● Data provided
☆ ☆ ☆ ☆

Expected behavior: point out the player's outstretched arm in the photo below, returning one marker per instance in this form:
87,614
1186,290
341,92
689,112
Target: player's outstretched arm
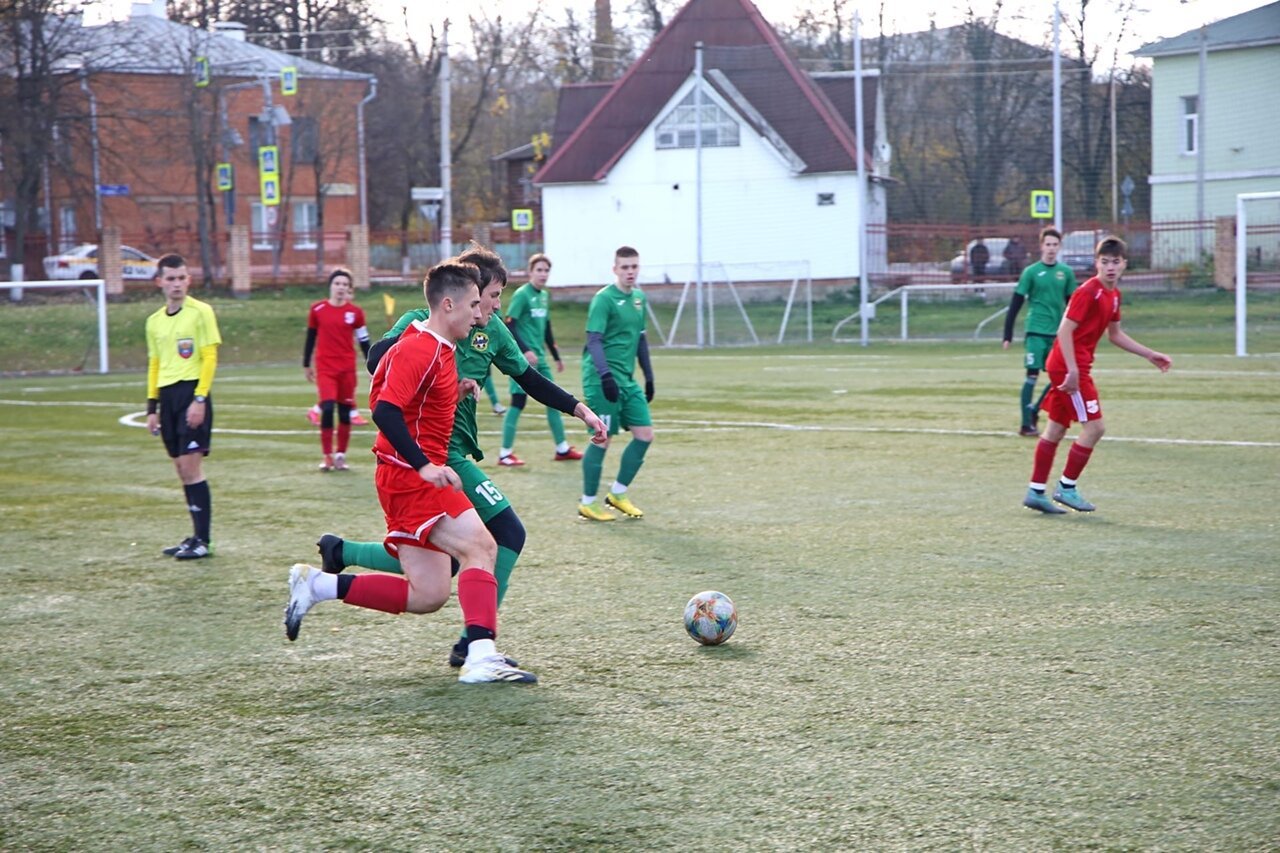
376,352
545,391
599,432
1121,340
391,423
1066,345
645,366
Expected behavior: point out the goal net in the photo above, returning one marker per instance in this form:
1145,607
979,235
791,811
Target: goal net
932,313
53,327
734,305
1257,258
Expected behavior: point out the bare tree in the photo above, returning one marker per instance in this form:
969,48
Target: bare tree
39,49
1087,150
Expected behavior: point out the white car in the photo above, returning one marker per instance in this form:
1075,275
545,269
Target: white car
81,261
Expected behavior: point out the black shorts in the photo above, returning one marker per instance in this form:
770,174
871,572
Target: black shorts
178,437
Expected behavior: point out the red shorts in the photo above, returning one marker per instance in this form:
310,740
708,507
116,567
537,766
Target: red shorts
412,506
337,386
1064,407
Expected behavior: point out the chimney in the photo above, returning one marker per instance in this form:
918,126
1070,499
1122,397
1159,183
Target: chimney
231,28
149,9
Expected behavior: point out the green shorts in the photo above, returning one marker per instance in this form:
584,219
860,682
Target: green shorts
479,488
629,410
1037,350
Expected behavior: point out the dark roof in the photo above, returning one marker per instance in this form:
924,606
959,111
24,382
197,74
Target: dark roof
1247,30
519,153
576,101
767,77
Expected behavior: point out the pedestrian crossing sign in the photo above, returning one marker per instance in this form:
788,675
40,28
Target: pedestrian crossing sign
1042,204
201,72
270,190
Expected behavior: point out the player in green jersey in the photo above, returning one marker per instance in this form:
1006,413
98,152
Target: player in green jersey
530,322
1045,286
615,343
489,343
182,356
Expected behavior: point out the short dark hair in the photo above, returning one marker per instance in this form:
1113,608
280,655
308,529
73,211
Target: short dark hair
173,260
1111,246
488,263
448,278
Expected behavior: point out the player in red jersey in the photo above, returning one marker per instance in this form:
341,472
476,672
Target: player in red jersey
1095,308
330,324
429,519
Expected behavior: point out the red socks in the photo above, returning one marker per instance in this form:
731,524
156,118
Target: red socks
1075,461
388,593
1045,454
478,596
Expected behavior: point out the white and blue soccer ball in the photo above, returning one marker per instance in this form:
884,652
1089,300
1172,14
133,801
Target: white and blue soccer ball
711,617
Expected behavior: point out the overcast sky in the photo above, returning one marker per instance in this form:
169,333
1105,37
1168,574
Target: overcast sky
1027,19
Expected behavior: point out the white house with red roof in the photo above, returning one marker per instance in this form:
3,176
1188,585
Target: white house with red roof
778,160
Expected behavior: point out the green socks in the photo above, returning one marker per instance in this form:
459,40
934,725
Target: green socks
632,457
593,463
557,425
508,427
1028,389
370,555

☆ ☆ ☆ ☆

● Description of the task
Rewrite everything in the material from the line containing "Expected behavior: point out the green socks" down to the end. Raise each answer coordinate by 32 and keep every other line and number as it is.

● Finished answer
Expected behavior: point out the green socks in the photo above, returning one marker per instance in this form:
459,40
934,725
Target: green socks
664,489
625,495
589,457
540,459
1060,421
402,587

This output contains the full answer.